[Dataset entries]
--- start ---

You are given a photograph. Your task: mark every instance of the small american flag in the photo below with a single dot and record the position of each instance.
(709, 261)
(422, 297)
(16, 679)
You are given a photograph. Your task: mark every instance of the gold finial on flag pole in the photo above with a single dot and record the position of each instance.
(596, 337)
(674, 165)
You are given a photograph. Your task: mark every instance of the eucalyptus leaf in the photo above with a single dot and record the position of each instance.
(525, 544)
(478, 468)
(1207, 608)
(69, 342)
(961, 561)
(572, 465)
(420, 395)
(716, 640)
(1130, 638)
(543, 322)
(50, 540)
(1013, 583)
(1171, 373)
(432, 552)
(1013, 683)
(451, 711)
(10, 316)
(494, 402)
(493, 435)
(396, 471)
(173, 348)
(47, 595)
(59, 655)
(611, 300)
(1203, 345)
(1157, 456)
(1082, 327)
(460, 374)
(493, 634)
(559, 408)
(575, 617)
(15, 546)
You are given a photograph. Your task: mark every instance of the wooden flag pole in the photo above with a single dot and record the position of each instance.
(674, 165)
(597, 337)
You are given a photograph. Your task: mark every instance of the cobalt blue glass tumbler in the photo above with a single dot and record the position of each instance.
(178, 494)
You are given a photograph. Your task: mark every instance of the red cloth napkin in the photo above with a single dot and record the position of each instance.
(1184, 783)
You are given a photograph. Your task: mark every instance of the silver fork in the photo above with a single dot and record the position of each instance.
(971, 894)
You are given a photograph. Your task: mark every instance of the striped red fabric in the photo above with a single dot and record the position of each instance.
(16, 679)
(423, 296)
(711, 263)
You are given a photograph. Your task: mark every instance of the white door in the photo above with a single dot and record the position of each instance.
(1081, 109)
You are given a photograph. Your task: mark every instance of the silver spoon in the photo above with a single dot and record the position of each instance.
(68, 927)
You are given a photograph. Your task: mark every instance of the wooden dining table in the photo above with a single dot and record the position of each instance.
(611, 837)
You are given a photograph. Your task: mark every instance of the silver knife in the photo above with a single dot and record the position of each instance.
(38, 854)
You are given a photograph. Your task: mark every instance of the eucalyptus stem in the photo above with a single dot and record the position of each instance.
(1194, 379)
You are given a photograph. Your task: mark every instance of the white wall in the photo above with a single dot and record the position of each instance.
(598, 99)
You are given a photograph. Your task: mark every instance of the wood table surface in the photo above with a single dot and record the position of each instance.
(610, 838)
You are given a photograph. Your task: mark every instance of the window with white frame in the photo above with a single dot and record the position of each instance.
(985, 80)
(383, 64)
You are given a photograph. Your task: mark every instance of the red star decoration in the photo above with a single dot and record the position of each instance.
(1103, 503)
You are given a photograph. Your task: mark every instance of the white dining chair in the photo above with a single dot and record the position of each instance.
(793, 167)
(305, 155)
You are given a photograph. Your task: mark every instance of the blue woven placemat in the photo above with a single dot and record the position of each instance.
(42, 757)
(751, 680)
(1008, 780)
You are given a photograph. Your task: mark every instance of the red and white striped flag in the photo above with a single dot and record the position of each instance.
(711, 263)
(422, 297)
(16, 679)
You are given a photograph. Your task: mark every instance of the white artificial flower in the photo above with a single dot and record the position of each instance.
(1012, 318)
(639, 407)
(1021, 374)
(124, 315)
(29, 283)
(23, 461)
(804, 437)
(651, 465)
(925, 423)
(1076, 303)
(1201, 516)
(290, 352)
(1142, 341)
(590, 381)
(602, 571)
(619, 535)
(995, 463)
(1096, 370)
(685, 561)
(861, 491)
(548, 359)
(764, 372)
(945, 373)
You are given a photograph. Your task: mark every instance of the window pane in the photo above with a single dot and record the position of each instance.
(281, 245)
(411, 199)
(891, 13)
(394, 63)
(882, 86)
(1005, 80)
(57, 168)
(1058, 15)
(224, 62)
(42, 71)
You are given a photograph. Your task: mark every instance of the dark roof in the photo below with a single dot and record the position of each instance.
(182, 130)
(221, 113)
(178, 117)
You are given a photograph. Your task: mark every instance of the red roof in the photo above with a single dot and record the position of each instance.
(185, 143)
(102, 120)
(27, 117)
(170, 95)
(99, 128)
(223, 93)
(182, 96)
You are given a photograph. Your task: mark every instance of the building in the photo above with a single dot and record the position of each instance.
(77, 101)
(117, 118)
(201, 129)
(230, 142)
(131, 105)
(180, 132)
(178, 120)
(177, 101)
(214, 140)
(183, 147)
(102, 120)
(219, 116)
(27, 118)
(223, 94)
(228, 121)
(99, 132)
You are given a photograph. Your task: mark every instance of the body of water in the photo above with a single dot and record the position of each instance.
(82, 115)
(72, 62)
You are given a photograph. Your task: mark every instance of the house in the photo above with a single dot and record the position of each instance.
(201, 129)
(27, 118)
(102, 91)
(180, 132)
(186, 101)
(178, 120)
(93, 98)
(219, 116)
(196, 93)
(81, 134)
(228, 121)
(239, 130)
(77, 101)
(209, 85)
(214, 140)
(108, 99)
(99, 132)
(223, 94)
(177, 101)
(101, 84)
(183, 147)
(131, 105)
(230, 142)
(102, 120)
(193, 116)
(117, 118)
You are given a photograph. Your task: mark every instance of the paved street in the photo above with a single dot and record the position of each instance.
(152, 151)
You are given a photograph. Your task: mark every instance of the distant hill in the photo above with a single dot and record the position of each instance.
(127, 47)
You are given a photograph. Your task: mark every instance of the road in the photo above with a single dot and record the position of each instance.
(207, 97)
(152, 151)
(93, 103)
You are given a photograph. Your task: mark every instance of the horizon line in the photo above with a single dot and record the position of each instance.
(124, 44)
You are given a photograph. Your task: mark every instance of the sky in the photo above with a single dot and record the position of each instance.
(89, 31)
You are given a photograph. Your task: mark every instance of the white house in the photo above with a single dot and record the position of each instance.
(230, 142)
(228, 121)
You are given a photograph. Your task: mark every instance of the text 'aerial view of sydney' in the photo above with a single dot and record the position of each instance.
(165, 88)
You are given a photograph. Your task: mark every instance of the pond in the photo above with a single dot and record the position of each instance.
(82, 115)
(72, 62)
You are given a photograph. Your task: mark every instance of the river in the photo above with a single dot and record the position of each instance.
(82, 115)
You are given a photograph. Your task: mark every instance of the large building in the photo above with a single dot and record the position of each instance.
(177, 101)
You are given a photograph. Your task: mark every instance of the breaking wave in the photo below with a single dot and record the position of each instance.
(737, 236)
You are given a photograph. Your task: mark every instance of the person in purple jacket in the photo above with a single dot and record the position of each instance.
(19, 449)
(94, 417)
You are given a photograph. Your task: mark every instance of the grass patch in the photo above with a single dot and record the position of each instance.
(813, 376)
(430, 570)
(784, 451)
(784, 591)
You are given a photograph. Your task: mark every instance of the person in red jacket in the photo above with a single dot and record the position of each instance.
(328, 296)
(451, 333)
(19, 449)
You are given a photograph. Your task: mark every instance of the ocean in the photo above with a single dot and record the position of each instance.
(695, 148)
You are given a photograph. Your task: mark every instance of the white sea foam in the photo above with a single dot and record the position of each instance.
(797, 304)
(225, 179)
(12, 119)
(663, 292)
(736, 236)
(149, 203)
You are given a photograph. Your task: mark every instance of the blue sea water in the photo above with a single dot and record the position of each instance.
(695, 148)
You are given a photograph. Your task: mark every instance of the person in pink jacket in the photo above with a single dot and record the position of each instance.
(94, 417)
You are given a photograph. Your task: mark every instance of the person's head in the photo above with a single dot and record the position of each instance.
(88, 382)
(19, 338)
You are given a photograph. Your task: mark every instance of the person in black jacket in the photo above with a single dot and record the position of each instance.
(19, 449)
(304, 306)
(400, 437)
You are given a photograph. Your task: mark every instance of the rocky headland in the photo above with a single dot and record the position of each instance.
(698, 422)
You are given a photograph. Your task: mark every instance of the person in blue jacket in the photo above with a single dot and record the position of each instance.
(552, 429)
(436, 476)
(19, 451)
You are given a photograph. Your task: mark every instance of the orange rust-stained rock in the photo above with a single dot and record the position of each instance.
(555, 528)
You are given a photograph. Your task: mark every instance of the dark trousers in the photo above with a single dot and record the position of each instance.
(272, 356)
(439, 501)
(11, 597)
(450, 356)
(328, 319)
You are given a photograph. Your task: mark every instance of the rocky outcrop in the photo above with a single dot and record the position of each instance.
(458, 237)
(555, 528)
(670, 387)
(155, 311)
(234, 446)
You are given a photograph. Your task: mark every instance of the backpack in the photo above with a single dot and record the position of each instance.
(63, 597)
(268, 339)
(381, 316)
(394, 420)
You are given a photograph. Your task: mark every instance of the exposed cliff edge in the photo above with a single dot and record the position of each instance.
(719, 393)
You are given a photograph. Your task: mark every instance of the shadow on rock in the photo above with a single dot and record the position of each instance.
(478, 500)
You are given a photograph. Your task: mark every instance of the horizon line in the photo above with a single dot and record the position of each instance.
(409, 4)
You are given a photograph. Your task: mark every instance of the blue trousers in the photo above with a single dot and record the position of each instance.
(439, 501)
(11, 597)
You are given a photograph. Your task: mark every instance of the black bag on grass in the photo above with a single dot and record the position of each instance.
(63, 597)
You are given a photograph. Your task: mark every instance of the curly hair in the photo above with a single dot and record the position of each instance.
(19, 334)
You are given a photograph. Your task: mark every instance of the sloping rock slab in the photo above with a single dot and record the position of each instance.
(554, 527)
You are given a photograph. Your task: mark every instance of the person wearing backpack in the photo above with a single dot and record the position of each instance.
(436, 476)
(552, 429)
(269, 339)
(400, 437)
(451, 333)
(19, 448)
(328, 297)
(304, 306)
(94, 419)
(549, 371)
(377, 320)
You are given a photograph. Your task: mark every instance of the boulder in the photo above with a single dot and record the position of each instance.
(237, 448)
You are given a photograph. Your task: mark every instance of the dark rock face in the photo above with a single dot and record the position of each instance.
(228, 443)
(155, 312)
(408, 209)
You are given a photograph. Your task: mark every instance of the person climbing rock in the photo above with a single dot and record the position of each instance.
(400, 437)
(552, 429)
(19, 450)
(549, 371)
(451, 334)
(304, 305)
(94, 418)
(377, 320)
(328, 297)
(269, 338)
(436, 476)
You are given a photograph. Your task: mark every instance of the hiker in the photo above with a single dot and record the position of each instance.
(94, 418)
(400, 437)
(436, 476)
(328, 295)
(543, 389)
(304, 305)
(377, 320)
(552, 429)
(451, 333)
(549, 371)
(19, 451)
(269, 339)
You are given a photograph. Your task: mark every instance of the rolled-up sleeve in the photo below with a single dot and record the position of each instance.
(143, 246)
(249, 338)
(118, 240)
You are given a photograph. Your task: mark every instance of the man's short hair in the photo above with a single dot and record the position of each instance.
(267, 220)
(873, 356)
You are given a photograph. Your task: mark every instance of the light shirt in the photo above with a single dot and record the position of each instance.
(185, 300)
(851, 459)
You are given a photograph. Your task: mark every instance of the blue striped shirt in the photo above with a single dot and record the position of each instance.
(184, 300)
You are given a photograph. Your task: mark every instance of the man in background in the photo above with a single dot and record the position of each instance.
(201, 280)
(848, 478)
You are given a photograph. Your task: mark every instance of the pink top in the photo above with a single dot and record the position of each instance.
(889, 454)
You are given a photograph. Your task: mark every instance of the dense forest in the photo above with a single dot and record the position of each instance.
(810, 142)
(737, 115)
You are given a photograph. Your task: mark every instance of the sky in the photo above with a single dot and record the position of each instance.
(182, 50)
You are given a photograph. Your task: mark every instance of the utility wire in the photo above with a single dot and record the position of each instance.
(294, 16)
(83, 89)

--- end ---

EXERCISE GOAL -> Only the lines from the one containing "man in background" through the end of the entries above belong in the answer; repeat them exactly.

ANSWER ->
You are given a photograph. Your task: mark every instance of the man in background in the photo above with a single dot and record the position of each instance.
(201, 280)
(848, 478)
You are given a photograph. Your task: mark every instance of the pink top in the photo above with a single dot and record the position of each instance.
(889, 454)
You are given a photograph. Your task: mark every instance of the dense forest in the photo above with a single dot and record the position of each instance.
(810, 142)
(737, 115)
You are given a photograph. Your task: mark every instance of the sky in the photo above with a single dot and record the position of each instance.
(182, 50)
You are given a photograph. Your task: mark every instance of the utility wire in the photo above with a single dot and record the position of each instance.
(294, 16)
(83, 89)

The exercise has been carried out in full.